Task brief:
Quote the lines below verbatim, leaving out the pictures.

** Begin Entries **

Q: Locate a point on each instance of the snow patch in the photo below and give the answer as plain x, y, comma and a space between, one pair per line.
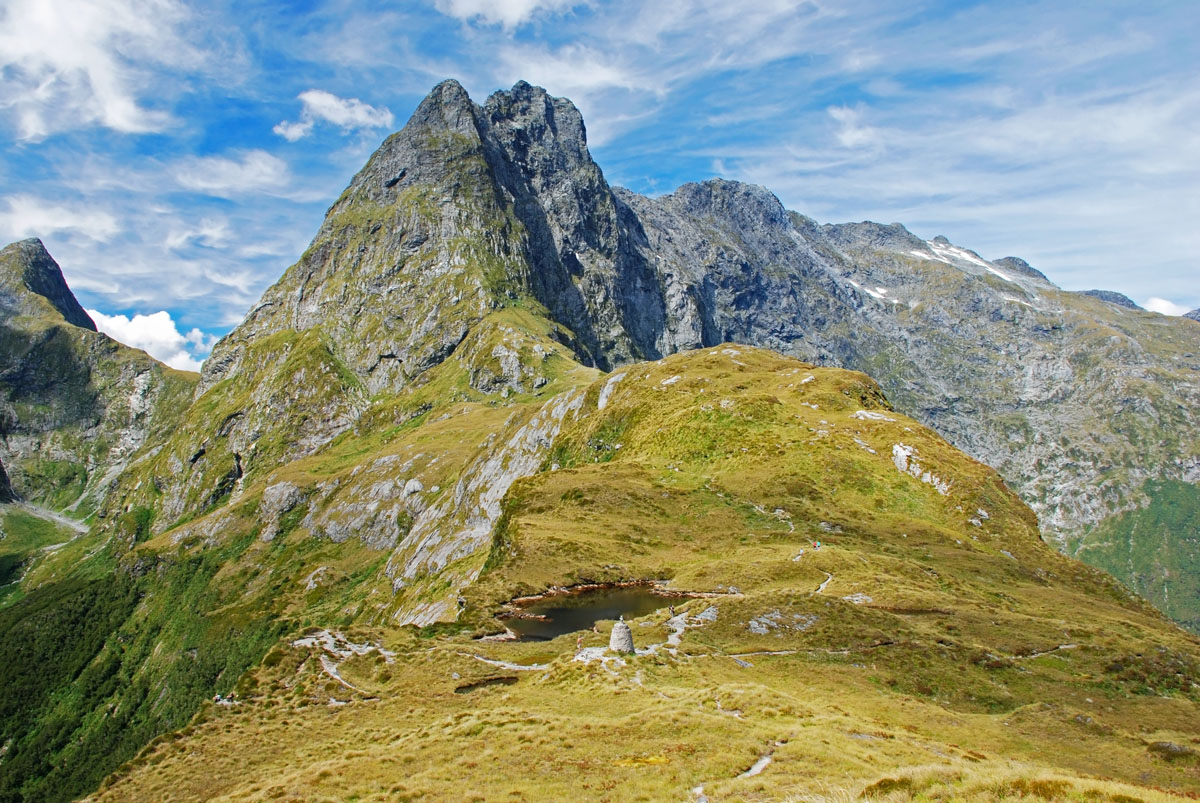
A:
870, 415
905, 459
606, 391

** End Entries **

Task result:
Q: Locate a point on each instance of the snow patch in the photo below and give the answer as plain x, y, comma and a space between, one pair per line.
A:
870, 415
905, 459
606, 391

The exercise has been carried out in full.